• **Record set**
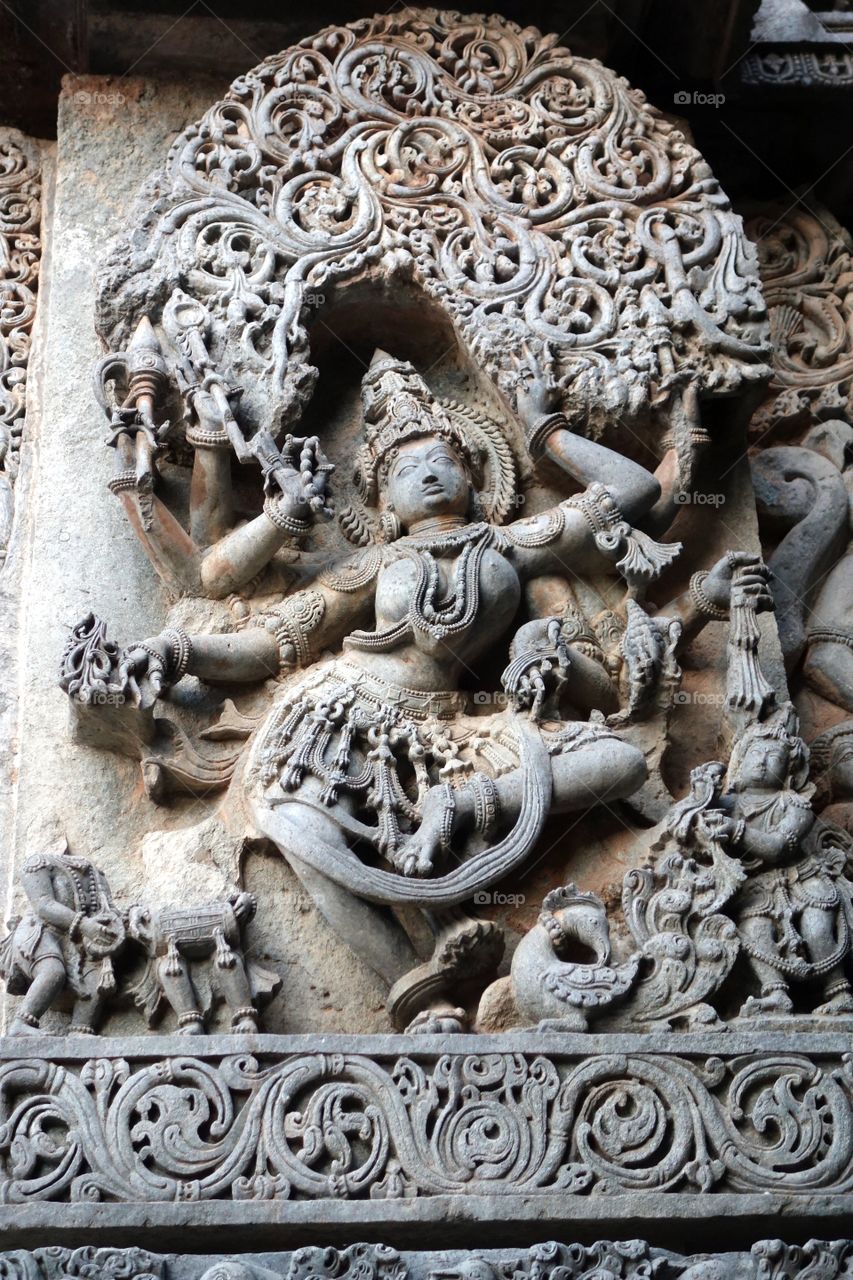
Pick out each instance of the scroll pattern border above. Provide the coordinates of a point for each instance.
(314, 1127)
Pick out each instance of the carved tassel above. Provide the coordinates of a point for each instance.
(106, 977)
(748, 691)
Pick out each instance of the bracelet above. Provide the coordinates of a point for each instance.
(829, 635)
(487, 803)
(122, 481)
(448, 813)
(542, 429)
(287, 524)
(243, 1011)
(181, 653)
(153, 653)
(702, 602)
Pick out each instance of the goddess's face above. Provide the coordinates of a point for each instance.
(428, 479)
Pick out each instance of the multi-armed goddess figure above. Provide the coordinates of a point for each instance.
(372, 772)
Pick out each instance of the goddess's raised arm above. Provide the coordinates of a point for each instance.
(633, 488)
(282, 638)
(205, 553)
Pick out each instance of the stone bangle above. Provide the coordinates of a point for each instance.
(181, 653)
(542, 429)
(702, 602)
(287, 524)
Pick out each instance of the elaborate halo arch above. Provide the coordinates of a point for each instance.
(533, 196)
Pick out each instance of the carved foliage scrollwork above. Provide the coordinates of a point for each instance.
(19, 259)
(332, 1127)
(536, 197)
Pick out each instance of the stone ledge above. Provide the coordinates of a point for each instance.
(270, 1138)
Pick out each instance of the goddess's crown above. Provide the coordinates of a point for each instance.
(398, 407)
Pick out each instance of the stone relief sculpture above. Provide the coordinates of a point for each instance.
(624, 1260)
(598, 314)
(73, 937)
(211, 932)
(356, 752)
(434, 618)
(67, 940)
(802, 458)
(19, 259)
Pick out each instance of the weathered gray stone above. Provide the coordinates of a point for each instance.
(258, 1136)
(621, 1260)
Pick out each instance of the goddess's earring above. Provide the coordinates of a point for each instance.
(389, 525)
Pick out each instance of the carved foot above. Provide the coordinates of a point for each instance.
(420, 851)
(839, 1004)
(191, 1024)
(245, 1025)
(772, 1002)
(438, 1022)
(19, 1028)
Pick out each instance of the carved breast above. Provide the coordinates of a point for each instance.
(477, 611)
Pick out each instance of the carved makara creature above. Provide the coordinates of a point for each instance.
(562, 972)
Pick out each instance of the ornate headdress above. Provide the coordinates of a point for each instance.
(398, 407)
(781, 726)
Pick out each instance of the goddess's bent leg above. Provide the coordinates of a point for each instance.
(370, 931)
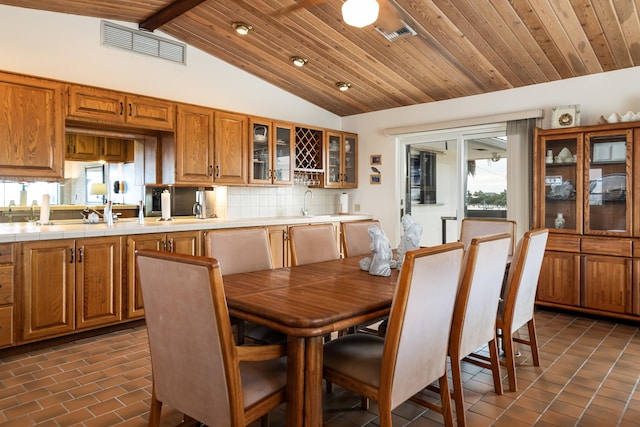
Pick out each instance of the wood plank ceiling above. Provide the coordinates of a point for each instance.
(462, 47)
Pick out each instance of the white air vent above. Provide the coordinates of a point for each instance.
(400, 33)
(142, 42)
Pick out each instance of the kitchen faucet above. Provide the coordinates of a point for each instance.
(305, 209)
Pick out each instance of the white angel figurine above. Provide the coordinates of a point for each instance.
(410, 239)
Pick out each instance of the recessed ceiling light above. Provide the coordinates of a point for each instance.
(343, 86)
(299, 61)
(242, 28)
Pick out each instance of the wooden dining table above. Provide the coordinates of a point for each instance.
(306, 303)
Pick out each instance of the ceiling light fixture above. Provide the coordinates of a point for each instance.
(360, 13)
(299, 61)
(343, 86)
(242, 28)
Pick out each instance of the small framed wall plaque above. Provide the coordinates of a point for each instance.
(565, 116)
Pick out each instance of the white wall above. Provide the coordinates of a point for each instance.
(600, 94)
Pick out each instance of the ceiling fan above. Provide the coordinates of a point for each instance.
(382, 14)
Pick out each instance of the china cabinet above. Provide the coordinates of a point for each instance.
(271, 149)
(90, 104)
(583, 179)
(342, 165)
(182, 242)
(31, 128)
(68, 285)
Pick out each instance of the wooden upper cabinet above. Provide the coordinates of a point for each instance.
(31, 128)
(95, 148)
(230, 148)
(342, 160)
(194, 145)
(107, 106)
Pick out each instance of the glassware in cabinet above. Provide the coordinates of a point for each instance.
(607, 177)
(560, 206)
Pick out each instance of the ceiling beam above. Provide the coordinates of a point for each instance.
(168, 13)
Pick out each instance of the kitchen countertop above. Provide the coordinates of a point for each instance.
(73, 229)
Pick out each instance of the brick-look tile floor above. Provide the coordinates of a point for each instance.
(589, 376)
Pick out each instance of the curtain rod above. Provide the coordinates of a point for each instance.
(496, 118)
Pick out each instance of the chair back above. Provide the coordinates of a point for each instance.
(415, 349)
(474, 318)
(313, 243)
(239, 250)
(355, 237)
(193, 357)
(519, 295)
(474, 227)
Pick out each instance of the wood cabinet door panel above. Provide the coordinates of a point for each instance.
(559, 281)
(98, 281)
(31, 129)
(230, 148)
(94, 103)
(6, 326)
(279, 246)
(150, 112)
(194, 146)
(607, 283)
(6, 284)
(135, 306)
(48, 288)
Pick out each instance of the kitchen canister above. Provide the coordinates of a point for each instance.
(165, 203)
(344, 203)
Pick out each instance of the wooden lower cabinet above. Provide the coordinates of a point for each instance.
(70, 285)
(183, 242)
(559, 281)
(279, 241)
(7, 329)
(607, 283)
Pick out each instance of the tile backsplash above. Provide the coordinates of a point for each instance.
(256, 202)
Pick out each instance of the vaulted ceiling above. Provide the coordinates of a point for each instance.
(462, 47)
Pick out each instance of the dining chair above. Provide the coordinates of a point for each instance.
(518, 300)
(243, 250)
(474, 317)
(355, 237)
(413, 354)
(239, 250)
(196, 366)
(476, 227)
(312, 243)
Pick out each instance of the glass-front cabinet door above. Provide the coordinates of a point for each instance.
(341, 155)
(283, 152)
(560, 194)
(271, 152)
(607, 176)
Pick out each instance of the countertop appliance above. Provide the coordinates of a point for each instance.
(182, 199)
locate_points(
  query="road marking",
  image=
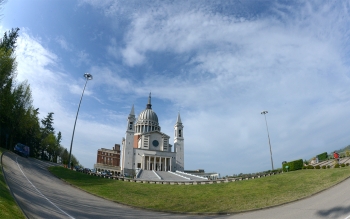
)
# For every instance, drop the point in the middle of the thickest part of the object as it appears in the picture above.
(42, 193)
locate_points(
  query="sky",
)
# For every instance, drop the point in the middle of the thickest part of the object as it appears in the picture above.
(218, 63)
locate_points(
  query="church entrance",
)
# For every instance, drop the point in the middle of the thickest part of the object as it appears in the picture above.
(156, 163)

• **Exercise goal**
Please write out all the entries above again exactly as they appear, skipping any images.

• **Output for this exercise**
Pick out each instance of the scroll pattern border above. Provide the coordinates of a point for each instance.
(314, 1127)
Pick out each instance of the carved tassel above. Provide the coordinates of a point for each instance.
(106, 977)
(748, 691)
Pick out each instance of the bracelet above. Provide the coordinates of a point for each instance.
(829, 635)
(487, 803)
(122, 481)
(448, 813)
(542, 429)
(287, 524)
(243, 1011)
(181, 653)
(153, 653)
(702, 602)
Pick out each instance of the goddess's face above. Provide the coordinates of a point for each instance.
(428, 479)
Pick out each instance of the multi-armed goddess figure above. Provide the coordinates of a point for each instance.
(372, 772)
Pick out each instance of the goddess's raised arm above. Provide the coordinates of a point for each instance.
(633, 488)
(282, 638)
(205, 553)
Pick out each instance of the stone bangle above. Provide the coordinates of a point for each instance.
(181, 653)
(542, 429)
(702, 602)
(287, 524)
Pick out each instance of the elaborate halo arch above. Provide the coordinates of a point for each instance.
(533, 196)
Pick out each instance of the carved foliage scrollwork above. Provide the coordinates of a point for each instance.
(19, 259)
(332, 1127)
(536, 197)
Pick out each instance of the stone ledge above. Provide the coordinates of a point for each instance.
(270, 1138)
Pick out each instance of the goddess's crown above. Provide the coordinates of a point for each instance.
(398, 407)
Pick out each instance of the stone relief sculpture above. Provide the coordinates of a point for each instance.
(624, 1260)
(598, 314)
(73, 937)
(211, 932)
(356, 752)
(434, 618)
(67, 940)
(802, 458)
(19, 259)
Pick out each instance of the weathered gray stone above. Provide the coordinates of a point for each instance.
(258, 1136)
(621, 1260)
Pick out each instance of the goddess's earring above. Provide the coordinates of a point for each instance.
(389, 525)
Pick out each instance of the carved foot above. Provide the coordinates of a point for each instance.
(420, 851)
(839, 1004)
(191, 1024)
(245, 1025)
(772, 1002)
(438, 1022)
(19, 1028)
Pick out each instance of the carved breast above. Provide the coordinates of a point for each instance.
(477, 611)
Pick out each instance of the carved makara creature above. Provide the coordinates of a point for each instance.
(562, 972)
Pick out each instance of the ornate headdress above. Provide the coordinates of a point for each instance.
(398, 407)
(781, 726)
Pick out each instance of the goddess's bent leg above. Provide the coordinates of a point for each instance.
(370, 931)
Pick out each instance of the wood plank ceiling above. Provide the coordinates of a point for each instance.
(462, 47)
Pick out each instance of the white air vent above. Provide the coordinates of a point for each instance.
(400, 33)
(142, 42)
Pick out each instance of the kitchen faucet above. Provide the coordinates of a point for each instance.
(305, 209)
Pick out each instance of the white angel figurine above. Provide the coordinates of a point for each instance.
(410, 239)
Pick out each instance of the recessed ceiling light above. Provide the coordinates of a point for each instance.
(343, 86)
(299, 61)
(242, 28)
Pick out each instance of the wooden dining table above. Provide the coordinates of a point for each instance.
(306, 303)
Pick out each instance of the ceiling light fixture above. Provide the coordinates of a point for each instance.
(360, 13)
(299, 61)
(343, 86)
(242, 28)
Pick out each instance of the small framed wall plaque above. Provide the coordinates of a point for each instance.
(565, 116)
Pick out each instance of the white wall above. Provide the coordinates of a point for each instance.
(600, 94)
Pick out each instance of the ceiling fan above. Provide the coordinates of a point for each instance.
(382, 14)
Pick out each instance of the china cabinet above. Provide the coordinates of a point for each instance.
(271, 149)
(90, 104)
(583, 179)
(342, 165)
(182, 242)
(31, 128)
(68, 285)
Pick out each instance of the wooden upper cabinet above. Provide the coordinates of a point for each instance.
(31, 128)
(95, 148)
(230, 148)
(342, 160)
(194, 145)
(107, 106)
Pick out each instance of the glassware in cabinet above. Provide the coordinates of a point for each instance.
(607, 177)
(560, 206)
Pick out each instance of the ceiling beam above. Provide the coordinates of a point for each instance.
(168, 13)
Pick out each instance of the kitchen countertop above. Provide the coordinates of a point for each instance.
(73, 229)
Pick out each instance of the brick-look tile floor above. Provide the coordinates of a point for each instance.
(589, 376)
Pick out each instance of the curtain rod above. Provide the coordinates of a point for each instance.
(496, 118)
Pick out each instance of the chair back above. Provide the coordinates of a point for each instance.
(415, 349)
(474, 318)
(313, 243)
(239, 250)
(355, 237)
(193, 357)
(519, 295)
(474, 227)
Pick out each instance of the wood cabinet door panel above. Provide the coordinates of a point for each instance.
(559, 281)
(98, 281)
(31, 129)
(230, 148)
(94, 103)
(6, 326)
(279, 246)
(150, 112)
(194, 146)
(607, 283)
(6, 284)
(135, 306)
(48, 288)
Pick out each instance of the kitchen canister above. Provide the coordinates of a point for each instance.
(165, 203)
(344, 203)
Pick out each instance of the wooden lower cabinet above. Provide the coordinates of a point for each instance.
(70, 285)
(183, 242)
(559, 281)
(279, 241)
(7, 329)
(607, 283)
Pick out each instance of the tile backsplash above. Provide the coordinates of a point for each instance.
(256, 202)
Pick out each instance of the vaulted ceiling above. Provide the coordinates of a point for each instance.
(462, 47)
Pick out each instance of the dining chair above. Provide the coordinates of a point for each instance.
(518, 300)
(243, 250)
(474, 317)
(355, 237)
(413, 354)
(239, 250)
(196, 366)
(476, 227)
(312, 243)
Pick out each instance of the glass-front cabinet door above. Provide the coordinates of a point for each instance.
(341, 155)
(283, 152)
(560, 194)
(271, 152)
(607, 176)
Pick out each instance of the countertop appliance above. Provide the coordinates of a point for each instance.
(182, 199)
locate_points(
  query="road marking",
  image=
)
# For every instance, drop the point in the middle of the thickest part of the object as it appears in the picture above.
(42, 193)
locate_points(
  query="sky",
)
# For every instance, drop the point in the middle of the thickest part of the object as it appears in the picture above.
(218, 63)
locate_points(
  query="church entrance",
)
# For every instance, drop the point in the middle of the thickest part of the object as it appears in the picture above.
(156, 163)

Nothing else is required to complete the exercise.